• _Required action_
Lines in the material below that include "window" need to be tallied; give the total alone.

• _Supplied entries_

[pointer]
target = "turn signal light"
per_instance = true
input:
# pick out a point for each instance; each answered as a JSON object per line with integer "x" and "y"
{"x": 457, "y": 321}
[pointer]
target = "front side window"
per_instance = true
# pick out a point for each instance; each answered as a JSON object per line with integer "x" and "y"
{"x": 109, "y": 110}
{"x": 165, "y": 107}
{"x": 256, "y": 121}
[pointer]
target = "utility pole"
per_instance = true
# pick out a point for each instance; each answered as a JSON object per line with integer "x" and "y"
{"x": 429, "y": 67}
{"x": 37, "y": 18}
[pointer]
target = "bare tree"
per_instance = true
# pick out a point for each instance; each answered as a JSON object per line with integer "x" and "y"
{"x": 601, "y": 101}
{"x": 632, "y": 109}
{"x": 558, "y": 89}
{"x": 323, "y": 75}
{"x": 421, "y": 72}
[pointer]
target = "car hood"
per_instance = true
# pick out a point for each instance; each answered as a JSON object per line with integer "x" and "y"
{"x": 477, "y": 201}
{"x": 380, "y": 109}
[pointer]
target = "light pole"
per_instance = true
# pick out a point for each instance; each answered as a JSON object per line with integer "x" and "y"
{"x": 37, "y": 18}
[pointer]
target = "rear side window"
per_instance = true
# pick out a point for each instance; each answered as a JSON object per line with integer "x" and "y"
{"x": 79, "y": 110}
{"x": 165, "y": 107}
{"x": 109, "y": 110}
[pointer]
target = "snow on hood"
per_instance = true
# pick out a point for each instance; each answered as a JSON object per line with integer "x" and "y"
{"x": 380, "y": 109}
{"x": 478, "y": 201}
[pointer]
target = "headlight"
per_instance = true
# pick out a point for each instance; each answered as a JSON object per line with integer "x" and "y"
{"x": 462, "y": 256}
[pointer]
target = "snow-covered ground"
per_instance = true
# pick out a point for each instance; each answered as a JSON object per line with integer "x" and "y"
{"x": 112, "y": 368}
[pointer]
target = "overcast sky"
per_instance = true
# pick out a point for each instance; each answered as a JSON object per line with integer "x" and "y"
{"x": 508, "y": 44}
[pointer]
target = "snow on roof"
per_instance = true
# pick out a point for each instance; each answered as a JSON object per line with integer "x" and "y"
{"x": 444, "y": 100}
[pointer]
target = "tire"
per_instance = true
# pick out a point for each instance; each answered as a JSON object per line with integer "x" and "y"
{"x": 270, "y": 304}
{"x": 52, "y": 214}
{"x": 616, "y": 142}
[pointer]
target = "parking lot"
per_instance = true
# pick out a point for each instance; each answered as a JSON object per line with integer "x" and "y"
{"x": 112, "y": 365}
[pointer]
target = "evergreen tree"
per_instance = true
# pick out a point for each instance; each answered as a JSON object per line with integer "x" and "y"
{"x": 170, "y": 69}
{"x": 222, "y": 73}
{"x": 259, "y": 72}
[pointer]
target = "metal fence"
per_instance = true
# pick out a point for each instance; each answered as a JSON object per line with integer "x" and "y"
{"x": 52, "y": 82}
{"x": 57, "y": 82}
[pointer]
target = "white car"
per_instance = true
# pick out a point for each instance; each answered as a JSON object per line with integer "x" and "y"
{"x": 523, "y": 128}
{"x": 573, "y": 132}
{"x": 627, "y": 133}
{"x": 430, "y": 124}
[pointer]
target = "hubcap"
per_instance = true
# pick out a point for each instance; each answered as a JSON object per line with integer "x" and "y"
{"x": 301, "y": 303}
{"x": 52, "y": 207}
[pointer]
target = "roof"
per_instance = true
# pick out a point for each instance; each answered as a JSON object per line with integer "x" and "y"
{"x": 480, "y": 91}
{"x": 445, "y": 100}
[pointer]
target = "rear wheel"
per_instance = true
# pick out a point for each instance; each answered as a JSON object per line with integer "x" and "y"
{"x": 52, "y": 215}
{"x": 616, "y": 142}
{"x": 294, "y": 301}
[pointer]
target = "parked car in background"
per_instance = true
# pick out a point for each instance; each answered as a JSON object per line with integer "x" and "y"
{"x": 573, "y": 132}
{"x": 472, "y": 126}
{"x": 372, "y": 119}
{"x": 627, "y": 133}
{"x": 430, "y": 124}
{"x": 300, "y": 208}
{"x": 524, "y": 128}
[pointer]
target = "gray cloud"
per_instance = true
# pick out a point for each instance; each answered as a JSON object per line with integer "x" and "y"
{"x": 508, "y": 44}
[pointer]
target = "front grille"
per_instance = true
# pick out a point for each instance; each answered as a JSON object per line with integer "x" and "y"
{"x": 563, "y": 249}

• _Response to the exercise_
2